Direction
Transcribe the records exactly from the line with "In this photo, where can the grass" to the end, both included.
[Start of Data rows]
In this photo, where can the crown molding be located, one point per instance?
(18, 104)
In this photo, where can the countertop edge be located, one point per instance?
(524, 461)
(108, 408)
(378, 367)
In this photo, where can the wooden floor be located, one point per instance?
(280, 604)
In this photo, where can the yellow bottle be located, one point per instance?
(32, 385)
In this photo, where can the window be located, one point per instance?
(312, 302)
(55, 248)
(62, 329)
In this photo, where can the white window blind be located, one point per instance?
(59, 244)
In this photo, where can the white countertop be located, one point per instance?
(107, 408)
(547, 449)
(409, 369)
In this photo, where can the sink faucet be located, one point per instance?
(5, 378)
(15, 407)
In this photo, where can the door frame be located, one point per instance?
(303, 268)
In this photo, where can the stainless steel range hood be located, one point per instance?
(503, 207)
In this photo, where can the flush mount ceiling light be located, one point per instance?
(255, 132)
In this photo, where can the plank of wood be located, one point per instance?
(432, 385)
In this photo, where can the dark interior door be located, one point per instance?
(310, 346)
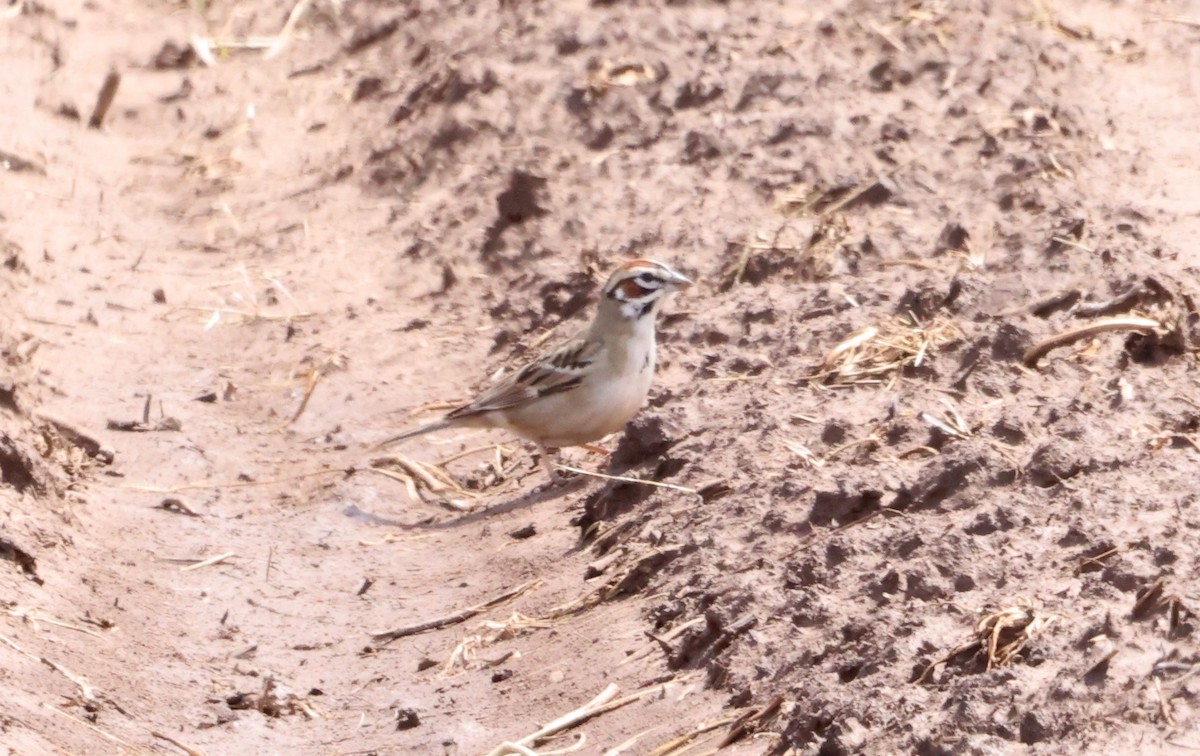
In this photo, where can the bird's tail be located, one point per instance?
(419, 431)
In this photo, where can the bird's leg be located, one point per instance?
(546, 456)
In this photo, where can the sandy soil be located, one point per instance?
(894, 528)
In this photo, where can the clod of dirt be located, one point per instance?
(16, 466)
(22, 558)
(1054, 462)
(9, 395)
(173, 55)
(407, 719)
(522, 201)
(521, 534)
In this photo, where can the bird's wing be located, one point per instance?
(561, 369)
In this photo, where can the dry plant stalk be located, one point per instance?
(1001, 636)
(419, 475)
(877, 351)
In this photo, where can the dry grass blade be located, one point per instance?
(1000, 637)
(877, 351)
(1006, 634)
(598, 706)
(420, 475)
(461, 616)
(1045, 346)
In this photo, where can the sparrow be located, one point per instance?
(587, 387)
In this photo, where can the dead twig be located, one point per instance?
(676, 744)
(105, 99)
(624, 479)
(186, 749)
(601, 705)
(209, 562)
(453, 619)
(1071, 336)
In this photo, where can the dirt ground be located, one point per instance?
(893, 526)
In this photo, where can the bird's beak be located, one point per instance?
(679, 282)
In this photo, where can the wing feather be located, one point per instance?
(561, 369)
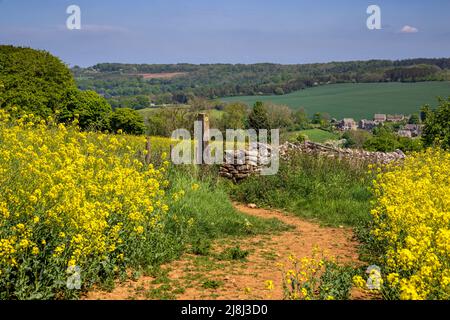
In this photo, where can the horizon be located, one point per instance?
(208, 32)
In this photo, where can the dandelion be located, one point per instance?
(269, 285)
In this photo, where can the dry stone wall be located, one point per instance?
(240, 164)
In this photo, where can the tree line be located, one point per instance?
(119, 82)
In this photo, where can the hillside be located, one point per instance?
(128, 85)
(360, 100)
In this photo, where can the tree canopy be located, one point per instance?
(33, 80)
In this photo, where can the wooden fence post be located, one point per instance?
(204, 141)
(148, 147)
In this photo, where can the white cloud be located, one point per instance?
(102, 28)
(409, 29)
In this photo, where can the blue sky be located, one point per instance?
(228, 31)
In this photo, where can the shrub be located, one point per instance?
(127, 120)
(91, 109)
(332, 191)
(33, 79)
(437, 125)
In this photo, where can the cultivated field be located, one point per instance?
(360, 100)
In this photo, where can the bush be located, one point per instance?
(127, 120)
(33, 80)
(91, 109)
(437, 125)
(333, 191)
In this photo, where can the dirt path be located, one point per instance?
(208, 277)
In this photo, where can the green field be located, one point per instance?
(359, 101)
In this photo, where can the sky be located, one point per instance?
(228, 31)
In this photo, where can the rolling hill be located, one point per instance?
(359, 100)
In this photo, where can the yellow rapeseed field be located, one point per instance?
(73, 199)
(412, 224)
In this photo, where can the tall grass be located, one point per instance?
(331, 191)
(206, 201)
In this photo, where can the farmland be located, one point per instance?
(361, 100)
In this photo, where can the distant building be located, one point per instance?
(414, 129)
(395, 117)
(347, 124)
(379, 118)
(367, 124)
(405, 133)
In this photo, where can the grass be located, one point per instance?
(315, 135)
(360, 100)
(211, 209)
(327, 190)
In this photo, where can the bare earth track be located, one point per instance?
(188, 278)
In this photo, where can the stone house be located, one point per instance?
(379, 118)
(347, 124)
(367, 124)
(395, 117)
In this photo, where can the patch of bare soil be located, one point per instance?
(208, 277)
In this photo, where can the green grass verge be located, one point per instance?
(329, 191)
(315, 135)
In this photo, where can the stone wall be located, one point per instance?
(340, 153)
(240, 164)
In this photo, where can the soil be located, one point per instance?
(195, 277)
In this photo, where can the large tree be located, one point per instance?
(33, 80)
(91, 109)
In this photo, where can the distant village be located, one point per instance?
[End of Data rows]
Worked solution
In this photo, where can the grass be located, one point per instance?
(315, 135)
(360, 100)
(211, 209)
(327, 190)
In this photo, where can the bare earth track be located, one point per instance?
(188, 278)
In this photo, where can the stone house be located, one point per instance?
(379, 118)
(347, 124)
(367, 124)
(395, 117)
In this photo, where can the patch of bare soil be located, one point per instance?
(208, 277)
In this photo, where can the green grass verge be located, one point per instance?
(329, 191)
(315, 135)
In this photo, where can the stone wall be located, one point per instance?
(340, 153)
(240, 164)
In this photo, where can the soil be located, one point per instance?
(195, 277)
In this photo, where can the large tree be located, one point per instance?
(33, 80)
(91, 109)
In this photo, where can the distant village be located, one point per instance?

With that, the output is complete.